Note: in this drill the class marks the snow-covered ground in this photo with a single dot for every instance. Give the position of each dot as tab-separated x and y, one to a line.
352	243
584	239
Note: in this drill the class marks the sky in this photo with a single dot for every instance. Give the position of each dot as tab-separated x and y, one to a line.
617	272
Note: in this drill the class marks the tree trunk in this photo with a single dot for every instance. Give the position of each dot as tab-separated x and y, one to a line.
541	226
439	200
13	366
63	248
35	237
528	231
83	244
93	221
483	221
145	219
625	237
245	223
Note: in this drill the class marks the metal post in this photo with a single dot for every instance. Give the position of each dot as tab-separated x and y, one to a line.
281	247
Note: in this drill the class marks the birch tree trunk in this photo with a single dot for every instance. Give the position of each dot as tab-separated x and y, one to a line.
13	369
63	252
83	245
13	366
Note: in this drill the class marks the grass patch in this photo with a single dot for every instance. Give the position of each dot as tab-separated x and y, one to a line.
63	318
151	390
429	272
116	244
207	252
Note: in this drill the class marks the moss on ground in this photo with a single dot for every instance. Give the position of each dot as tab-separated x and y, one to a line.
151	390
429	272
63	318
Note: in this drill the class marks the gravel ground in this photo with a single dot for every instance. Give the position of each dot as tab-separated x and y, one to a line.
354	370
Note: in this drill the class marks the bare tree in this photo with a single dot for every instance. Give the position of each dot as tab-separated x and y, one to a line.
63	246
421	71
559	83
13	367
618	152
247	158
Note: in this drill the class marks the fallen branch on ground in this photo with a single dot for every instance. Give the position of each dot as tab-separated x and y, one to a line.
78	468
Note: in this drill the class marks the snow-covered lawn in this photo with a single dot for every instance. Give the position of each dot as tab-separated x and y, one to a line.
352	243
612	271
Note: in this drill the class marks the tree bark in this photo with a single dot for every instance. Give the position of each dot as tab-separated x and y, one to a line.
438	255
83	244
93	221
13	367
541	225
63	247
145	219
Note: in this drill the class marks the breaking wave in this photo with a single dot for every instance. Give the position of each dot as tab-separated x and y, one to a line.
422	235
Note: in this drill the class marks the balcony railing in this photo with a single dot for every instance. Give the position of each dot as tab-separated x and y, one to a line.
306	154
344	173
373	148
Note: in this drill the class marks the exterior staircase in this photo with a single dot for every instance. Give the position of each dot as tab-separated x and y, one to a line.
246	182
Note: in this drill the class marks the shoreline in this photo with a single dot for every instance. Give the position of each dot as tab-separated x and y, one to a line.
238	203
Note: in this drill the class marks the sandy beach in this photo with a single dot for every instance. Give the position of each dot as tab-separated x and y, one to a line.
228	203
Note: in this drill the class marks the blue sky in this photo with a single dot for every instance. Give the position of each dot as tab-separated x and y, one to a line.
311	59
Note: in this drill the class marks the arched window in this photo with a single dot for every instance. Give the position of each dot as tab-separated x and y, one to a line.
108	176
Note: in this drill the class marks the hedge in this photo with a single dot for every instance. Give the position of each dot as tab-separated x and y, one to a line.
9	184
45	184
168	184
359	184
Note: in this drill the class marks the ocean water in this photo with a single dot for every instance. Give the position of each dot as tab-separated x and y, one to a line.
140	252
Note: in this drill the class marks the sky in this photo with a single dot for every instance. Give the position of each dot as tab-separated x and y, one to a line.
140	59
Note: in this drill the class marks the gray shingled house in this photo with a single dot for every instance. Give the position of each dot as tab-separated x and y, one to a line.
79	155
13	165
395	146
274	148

▸ OBJECTIVE
All lines from the one containing "Note: in this drill the class marks the hedge" through the final line of the listing above are to be reproduced exactly; include both and add nothing.

▸ FINAL RESULT
Note: in this drill the class marks the hedge in this photo with a single dot for every instance. Give the position of each dot as tab-separated x and y, one to a line.
9	184
45	184
168	184
359	184
Note: in this drill the class marks the ocean water in this photo with a single dot for every instance. Give the position of each dot as tab-separated x and y, one to a line.
140	252
Note: in this drill the class marks the sky in this photo with a single dot for every instance. Give the position of each dot as tab-separated x and y, one to a line.
140	59
Note: in this drill the class marks the gray shingled house in this photo with a single dot for every instance. Give the position of each dot as tab-separated x and y, one to a line.
79	155
13	165
395	146
274	148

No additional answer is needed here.